- Selected passage -
>>>>>

United States v. Robert Lee Tanner

24 F.3d 252
NOTICE: Ninth Circuit Rule 36-3 provides that dispositions other than opinions or orders designated for publication are not precedential and should not be cited except when relevant under the doctrines of law of the case, res judicata, or collateral estoppel.

UNITED STATES of America, Plaintiff-Appellee,
v.
Robert Lee TANNER, Defendant-Appellant.

No. 93-10136.

United States Court of Appeals, Ninth Circuit.

Argued and Submitted April 14, 1994.
Decided May 2, 1994.
As Amended on Denial of Rehearing
Aug. 8, 1994.

Before: SCHROEDER, D.W. NELSON, and CANBY, Circuit Judges.

1

MEMORANDUM*

2

Robert Lee Tanner appeals the district court's denial of his motion to withdraw his guilty plea on one count of conspiracy to distribute and possess with intent to distribute cocaine base in violation of 21 U.S.C. Secs. 841(a)(1) and 846, one count of possession with intent to distribute cocaine base in violation of 21 U.S.C. Sec. 841(a)(1), and one count of possessing a firearm in relation to a drug trafficking crime in violation of 18 U.S.C. Sec. 924(c)(1).

I.

3

The district court found that some time prior to trial, the government received information that some of Tanner's witnesses intended to commit perjury, and therefore used an informant to record a conversation with Tracy Norwood (defendant's former girlfriend) and Stacy Tanner (defendant's sister), in which the women apparently admitted that they were planning to lie and say they knew nothing about defendant's drug activities.

4

On the day before Tanner's trial was to begin, Assistant United States Attorney Griffin then subpoenaed several of Tanner's witnesses, whom the government intended to call during its case in chief. Those witnesses included defendant's two sisters, Stacy and Lisa Tanner; Tracy Norwood; Betty Norwood, Tracy Norwood's mother; and Tanya Starks, defendant's current girlfriend. The subpoenas directed the witnesses to "check in" at the U.S. Attorney's Office, which is in the same building as the courthouse, prior to trial.

5

On the first two days of trial, the prosecutor, Assistant United States Attorney Griffin, met twice with Stacy Tanner and Tanya Starks, and once with Betty and Tracy Norwood. In each of these encounters, Griffin told the witnesses that he suspected that at least two of them were planning to commit perjury, and cautioned them that if they lied and he could prove it they would be prosecuted for perjury and sent to prison. He also told the witnesses that he had a tape recording supporting his belief that they planned to lie on the stand.

6

On the second day of trial, after their second encounter with Griffin, Stacy Tanner and Tanya Starks asked Case Agent Barlowe if they would still be called as witnesses. When told that they would, the women told Barlowe that they had not been candid before, and in fact they had information concerning Robert Tanner's drug dealing. Both witnesses then separately admitted to seeing Robert Tanner with drugs and cash from drug sales in 1990.

<<<<<

- Objective -
Who are all the witnesses that the memorandum above says Assistant United States Attorney Griffin subpoenaed on the day before Tanner's trial was to begin?

Dataset records
>>>>>

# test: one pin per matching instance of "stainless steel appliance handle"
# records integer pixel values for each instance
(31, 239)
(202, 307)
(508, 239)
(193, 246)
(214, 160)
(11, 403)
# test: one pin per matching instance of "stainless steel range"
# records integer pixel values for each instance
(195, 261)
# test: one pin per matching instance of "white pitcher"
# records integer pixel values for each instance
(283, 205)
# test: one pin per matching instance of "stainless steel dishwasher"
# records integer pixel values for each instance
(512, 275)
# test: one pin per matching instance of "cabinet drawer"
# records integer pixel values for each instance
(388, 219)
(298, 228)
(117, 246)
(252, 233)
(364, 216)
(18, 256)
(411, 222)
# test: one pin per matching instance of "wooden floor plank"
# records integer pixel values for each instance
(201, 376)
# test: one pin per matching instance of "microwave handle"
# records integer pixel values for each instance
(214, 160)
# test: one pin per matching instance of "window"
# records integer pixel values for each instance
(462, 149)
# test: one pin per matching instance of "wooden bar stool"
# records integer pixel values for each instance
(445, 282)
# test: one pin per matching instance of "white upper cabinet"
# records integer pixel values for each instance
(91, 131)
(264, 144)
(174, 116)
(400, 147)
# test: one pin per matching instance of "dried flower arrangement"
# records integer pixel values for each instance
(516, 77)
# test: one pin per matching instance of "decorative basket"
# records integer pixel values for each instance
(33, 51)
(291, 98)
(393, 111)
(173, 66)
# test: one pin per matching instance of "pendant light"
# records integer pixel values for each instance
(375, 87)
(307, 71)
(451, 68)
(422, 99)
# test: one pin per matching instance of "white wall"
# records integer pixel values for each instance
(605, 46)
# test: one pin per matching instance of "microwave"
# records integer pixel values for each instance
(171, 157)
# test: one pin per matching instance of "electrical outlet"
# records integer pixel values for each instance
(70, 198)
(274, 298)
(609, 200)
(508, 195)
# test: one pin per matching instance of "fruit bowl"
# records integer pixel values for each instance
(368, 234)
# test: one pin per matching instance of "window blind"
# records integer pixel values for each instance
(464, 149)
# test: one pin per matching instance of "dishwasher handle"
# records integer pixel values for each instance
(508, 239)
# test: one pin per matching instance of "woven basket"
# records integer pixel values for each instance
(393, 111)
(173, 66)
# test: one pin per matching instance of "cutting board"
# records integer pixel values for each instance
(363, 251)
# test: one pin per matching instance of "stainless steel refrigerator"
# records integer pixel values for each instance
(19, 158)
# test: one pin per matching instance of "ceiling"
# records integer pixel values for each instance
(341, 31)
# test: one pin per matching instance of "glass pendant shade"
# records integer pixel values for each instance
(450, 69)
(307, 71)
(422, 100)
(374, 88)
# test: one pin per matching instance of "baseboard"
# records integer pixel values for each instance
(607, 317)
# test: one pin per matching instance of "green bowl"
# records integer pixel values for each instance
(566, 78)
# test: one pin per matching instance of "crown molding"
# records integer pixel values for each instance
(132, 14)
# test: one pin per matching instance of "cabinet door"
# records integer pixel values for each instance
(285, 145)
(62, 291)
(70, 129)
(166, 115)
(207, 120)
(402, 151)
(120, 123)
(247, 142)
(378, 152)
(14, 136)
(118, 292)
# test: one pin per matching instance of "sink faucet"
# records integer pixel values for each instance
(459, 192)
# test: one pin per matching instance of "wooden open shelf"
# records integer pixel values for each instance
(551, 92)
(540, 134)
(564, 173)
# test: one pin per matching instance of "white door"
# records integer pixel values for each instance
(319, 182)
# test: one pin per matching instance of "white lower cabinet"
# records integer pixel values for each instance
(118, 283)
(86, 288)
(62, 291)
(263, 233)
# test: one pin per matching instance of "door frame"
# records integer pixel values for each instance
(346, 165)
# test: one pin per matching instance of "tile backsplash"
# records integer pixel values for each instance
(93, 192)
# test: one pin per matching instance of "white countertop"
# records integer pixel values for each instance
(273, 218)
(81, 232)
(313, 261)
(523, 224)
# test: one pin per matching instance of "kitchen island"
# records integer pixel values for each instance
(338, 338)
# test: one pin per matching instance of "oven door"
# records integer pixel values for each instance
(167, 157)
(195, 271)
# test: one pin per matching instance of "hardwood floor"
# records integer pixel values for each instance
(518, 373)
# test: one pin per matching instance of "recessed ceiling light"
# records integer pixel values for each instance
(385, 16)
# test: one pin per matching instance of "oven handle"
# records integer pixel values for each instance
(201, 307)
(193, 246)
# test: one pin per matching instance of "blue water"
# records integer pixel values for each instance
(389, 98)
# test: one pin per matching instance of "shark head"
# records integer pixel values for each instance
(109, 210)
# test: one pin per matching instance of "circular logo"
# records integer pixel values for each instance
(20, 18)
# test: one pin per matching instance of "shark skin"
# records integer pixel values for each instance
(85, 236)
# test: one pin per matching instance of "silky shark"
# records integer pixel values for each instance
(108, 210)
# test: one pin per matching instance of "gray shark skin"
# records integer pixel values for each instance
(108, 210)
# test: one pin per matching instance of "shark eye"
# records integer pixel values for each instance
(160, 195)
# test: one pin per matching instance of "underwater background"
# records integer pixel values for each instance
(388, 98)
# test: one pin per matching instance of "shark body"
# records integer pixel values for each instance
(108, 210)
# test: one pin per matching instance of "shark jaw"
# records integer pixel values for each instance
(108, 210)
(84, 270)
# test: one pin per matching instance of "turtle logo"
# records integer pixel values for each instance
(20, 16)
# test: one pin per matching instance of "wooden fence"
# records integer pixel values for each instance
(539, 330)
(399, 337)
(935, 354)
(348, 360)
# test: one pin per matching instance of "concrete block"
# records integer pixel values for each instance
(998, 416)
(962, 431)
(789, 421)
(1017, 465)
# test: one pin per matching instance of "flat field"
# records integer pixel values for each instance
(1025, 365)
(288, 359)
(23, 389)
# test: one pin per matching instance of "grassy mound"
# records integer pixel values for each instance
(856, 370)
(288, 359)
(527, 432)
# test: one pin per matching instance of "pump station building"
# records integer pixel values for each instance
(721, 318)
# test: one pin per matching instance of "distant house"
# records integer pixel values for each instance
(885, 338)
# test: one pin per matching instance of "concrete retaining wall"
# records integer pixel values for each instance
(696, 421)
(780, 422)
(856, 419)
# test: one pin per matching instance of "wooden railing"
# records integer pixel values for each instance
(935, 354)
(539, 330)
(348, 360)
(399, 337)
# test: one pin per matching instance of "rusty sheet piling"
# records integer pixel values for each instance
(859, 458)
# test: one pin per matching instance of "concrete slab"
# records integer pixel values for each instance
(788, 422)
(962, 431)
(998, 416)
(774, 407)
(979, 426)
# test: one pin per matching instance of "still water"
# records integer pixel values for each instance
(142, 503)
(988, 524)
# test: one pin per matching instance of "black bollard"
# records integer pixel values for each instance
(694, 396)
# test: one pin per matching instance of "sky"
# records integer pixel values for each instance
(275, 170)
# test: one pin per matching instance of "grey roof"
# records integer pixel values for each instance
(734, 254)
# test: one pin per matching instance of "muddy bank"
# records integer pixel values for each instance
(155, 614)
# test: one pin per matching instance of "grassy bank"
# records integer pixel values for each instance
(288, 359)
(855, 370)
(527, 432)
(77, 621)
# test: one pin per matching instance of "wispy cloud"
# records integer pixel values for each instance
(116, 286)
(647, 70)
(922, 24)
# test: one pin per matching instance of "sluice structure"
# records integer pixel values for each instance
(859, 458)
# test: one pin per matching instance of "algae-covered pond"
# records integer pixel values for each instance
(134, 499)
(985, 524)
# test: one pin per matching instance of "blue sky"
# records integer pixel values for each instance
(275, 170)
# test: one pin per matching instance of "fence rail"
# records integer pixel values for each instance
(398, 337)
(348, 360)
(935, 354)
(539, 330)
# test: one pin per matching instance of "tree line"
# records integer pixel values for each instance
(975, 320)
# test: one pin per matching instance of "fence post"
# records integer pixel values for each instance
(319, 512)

<<<<<

- Response to the task -
Stacy Tanner, Lisa Tanner, Tracy Norwood, Betty Norwood, and Tanya Starks.